What you should do => Restate word for word the span of lines that opens with the line containing "Target phrase: dark ocean water" and closes with the last line of the material. Include both ends and nothing more.
Segment Start: Dataset entries
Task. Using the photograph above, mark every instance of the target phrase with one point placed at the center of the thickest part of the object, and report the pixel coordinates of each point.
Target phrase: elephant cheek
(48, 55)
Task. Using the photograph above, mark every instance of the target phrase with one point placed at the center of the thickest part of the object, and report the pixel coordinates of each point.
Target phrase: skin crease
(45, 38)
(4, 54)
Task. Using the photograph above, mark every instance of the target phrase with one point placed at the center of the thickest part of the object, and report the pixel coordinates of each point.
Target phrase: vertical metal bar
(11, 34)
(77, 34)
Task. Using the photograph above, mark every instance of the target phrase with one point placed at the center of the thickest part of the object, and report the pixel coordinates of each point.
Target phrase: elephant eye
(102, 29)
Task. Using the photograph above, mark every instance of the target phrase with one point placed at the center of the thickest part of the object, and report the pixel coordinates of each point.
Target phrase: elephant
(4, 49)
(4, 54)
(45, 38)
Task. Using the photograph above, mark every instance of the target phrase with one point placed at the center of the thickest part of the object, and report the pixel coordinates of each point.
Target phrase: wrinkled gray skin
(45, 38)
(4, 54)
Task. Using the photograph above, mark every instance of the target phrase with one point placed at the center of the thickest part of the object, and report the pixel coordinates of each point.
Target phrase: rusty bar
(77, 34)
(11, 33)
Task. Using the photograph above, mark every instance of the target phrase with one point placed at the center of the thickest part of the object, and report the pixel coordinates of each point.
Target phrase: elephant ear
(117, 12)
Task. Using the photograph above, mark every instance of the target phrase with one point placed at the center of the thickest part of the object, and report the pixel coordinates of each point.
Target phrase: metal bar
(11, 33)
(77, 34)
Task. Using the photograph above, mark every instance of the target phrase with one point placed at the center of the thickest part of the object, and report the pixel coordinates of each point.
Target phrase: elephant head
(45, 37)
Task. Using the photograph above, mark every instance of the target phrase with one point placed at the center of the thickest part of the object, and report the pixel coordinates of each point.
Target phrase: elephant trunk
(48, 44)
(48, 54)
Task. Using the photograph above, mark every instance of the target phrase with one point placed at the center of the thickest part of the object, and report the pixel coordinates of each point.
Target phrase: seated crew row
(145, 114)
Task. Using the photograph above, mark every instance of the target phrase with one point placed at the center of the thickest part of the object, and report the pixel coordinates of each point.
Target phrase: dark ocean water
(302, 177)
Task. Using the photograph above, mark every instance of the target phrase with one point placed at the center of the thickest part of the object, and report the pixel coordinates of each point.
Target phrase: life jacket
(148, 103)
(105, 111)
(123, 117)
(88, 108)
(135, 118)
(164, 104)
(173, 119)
Segment End: Dataset entries
Exercise response =>
Target phrase: dark ocean water
(302, 177)
Task. Using the photograph above, mark every instance of the target phrase with one point placed at the center of the thickest part of the object, and report the pixel coordinates of each point.
Target phrase: life jacket
(148, 103)
(105, 111)
(123, 117)
(88, 108)
(135, 118)
(164, 104)
(173, 119)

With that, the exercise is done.